**CONSIGNES**
1. Présentez sous forme de liste le paragraphe de l'extrait sur les sélections de la Conifa qui commence par « Le petit poucet de la compétition », en conservant ses faits principaux.
2. Écrivez la suite de l'extrait sur les sélections de la Conifa, à partir de sa dernière phrase.

**EXTRAIT SOURCE**
République Turque de Chypre Nord

Ce groupe B est décidément le groupe de la mort de cette Coupe du Monde puisqu’on retrouve, aux côtés de l’Abkhazie, la République Turque de Chypre Nord, finaliste de son championnat d’Europe l’an dernier, perdu à domicile contre la Padanie. Néanmoins les Chypriotes devraient rencontrer un climat franchement moins favorable cette fois-ci. En effet, à l’annonce de leur venue pour la compétition, la communauté représentant les Chypriotes (grecs) au Royaume-Uni, qui est, ironie de l’histoire, assez implantée dans le quartier même où la RTCN doit jouer ses matchs, a solennellement demandé à l’organisation de retirer la participation à l’équipe. Demande évidemment refusée mais il ne faudra pas cette fois-ci espérer compter sur le public pour avancer dans le tableau.

Tibet

Le petit poucet de la compétition viendra à Londres essentiellement pour participer. Et pour cause, aucun des joueurs de l’effectif tibétain n’est rattaché à aucun club. Néanmoins, la sélection tibétaine peut se targuer d’être l’une des seules de la Conifa à avoir un statut plus ou moins officiel, puisqu’elle émane de la Tibetan National Sports Association, donc du gouvernement tibétain en exil, et pourra compter sur un de ses plus célèbres soutien à savoir le Dalaï-Lama en personne.

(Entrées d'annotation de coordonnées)
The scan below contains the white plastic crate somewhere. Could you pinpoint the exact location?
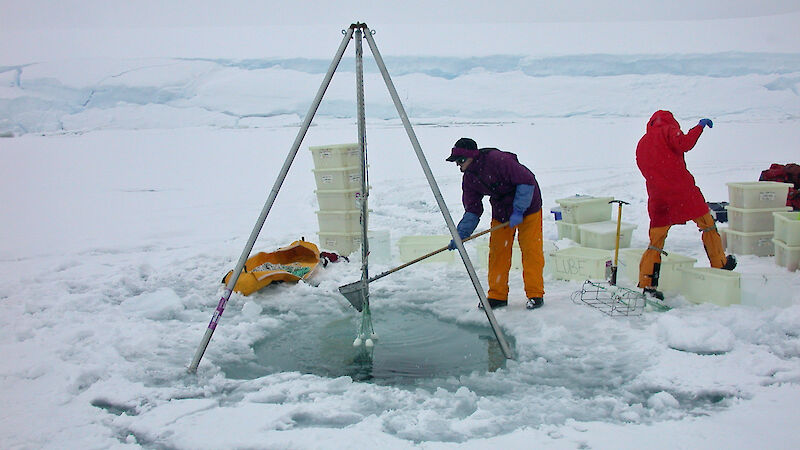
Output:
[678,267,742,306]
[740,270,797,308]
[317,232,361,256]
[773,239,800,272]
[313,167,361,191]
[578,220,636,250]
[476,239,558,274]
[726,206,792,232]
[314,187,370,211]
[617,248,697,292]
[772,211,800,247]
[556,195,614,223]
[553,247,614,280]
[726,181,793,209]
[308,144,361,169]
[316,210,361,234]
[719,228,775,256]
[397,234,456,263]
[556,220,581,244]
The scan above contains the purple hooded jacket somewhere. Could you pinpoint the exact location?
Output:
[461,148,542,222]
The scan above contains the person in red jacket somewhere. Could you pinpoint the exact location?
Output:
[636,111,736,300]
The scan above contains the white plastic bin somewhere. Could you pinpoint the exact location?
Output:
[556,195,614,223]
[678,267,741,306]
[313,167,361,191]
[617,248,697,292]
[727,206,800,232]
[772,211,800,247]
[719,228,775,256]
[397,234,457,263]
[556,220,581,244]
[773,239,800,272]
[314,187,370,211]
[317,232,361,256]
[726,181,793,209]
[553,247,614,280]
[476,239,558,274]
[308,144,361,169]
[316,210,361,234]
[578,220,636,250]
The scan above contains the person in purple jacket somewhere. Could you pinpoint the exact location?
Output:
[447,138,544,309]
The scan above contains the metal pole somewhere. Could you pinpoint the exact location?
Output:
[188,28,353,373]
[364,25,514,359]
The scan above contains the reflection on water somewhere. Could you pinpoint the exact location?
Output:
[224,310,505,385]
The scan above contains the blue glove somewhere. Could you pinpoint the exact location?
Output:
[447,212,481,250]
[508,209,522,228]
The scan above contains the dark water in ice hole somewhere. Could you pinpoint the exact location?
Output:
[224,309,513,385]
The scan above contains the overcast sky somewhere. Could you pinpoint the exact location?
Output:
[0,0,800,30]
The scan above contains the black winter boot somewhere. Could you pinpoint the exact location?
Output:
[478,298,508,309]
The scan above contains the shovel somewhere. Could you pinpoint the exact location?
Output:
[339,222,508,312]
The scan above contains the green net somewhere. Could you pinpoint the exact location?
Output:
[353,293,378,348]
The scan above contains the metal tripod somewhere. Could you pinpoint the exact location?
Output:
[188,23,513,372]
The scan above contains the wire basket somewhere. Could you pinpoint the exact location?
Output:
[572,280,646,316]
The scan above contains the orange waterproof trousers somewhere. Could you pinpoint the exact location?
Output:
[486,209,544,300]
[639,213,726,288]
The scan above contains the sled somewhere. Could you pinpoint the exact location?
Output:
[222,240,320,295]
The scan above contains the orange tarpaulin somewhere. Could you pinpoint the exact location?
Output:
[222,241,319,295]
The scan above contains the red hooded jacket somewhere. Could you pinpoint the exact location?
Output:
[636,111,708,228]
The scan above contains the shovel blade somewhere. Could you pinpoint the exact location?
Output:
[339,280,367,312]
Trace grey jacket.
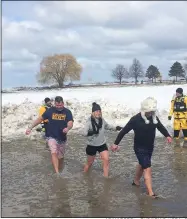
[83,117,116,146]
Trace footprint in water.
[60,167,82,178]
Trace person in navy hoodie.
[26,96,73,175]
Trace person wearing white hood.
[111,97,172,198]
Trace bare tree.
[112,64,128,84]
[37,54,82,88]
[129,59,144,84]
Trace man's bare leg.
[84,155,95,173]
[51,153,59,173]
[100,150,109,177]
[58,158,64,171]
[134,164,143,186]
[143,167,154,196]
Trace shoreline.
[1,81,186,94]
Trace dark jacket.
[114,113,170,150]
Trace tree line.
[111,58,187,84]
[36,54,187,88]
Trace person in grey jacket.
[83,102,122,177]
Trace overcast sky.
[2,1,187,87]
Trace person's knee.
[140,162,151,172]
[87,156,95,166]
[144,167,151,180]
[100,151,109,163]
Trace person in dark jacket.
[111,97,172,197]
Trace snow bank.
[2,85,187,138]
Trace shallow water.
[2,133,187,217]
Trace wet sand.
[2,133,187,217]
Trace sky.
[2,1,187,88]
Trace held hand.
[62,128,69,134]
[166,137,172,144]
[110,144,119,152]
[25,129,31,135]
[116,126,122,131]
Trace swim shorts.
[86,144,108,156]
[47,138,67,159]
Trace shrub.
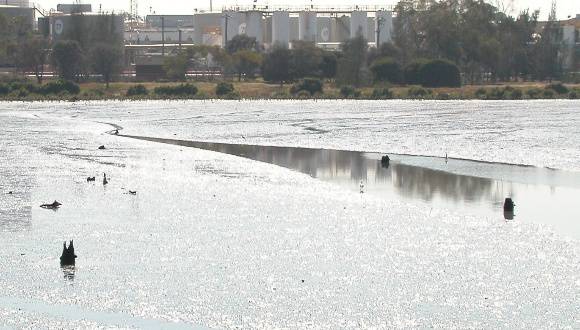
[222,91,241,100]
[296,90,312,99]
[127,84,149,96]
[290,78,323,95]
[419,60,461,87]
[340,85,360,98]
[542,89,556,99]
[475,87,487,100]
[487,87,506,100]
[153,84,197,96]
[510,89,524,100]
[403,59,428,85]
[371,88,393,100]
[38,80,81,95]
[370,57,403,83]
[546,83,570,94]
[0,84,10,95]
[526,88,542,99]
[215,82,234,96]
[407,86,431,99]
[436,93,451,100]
...
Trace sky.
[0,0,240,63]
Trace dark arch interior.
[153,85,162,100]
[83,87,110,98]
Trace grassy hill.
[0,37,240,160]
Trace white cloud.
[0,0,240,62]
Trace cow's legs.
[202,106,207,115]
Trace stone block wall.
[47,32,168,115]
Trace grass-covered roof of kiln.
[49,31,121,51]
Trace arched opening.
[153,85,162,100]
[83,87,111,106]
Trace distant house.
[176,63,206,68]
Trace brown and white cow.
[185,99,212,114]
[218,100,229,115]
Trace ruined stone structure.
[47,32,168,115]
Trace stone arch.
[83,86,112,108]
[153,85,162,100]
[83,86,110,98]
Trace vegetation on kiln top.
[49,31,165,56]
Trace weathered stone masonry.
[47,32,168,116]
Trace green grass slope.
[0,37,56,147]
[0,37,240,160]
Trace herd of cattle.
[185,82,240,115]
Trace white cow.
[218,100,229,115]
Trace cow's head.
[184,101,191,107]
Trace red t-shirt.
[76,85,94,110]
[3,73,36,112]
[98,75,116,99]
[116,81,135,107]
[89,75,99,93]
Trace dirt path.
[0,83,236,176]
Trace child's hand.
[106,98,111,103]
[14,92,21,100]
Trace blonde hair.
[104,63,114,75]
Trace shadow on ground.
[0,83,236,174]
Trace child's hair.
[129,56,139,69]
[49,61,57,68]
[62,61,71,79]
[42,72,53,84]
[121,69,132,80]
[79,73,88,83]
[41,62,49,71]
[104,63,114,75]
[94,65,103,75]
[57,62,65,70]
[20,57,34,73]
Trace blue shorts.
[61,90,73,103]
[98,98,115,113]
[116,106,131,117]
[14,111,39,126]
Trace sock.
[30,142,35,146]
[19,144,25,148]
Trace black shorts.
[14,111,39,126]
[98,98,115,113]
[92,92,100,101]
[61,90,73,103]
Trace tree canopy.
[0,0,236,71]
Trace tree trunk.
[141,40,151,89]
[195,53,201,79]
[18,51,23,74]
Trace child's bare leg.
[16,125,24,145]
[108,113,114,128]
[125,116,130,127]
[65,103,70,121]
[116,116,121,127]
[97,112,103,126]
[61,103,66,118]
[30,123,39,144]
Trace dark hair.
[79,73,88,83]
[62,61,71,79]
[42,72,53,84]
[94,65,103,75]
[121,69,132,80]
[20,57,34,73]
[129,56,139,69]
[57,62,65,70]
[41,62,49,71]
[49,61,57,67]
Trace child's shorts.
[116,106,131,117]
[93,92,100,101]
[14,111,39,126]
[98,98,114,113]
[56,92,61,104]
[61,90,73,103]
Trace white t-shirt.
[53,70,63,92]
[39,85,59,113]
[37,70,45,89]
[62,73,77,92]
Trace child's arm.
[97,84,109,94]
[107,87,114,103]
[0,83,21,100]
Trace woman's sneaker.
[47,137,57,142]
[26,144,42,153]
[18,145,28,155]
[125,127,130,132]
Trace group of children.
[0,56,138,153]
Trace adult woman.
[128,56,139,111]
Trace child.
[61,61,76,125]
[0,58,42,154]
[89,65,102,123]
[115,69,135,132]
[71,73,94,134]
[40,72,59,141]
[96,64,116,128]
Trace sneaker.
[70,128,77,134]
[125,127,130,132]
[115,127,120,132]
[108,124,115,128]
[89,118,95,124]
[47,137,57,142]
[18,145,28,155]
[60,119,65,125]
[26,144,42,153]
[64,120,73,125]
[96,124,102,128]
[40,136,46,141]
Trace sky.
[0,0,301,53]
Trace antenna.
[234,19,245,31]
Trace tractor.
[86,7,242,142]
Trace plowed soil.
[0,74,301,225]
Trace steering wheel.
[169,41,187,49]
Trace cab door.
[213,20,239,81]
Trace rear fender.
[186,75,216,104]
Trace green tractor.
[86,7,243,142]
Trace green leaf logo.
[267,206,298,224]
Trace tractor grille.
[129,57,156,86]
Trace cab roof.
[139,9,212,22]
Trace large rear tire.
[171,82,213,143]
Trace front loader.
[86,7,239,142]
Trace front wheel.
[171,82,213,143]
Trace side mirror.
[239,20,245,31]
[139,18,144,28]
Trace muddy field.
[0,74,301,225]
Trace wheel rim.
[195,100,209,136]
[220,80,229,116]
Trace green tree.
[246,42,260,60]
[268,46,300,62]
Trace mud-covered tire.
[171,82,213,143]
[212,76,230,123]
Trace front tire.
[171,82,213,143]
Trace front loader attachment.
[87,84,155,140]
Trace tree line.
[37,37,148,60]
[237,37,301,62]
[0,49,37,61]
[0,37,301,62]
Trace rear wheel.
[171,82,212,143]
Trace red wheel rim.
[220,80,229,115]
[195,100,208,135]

**RÉSULTATS FINAUX**
1.
- Le Tibet, petit poucet de la compétition, vient à Londres surtout pour participer.
- Aucun joueur de l'effectif tibétain n'appartient à un club.
- La sélection est l'une des seules de la Conifa à avoir un statut plus ou moins officiel.
- Elle émane de la Tibetan National Sports Association, donc du gouvernement tibétain en exil.
- Elle pourra compter sur le soutien du Dalaï-Lama en personne.

2.
Transcarpatie

La Transcarpatie ou Karpatalya est une des deux équipes représentant les minorités hongroises engagées dans cette Coupe du Monde. Ici, la Transcarpatie fait référence à la minorité hongroise présente dans le sud-ouest de l’Ukraine (dans l’oblast de Zakarpattya). Remplaçant au pied levé l’équipe du Felvidek (hongrois de Slovaquie), les Transcarpates peuvent compter sur un gardien évoluant en première division roumaine, à Sepsi, mais aussi de deux jeunes du MTK Budapest et d’un milieu de terrain expérimenté de Balmazujvaros (Première division hongroise).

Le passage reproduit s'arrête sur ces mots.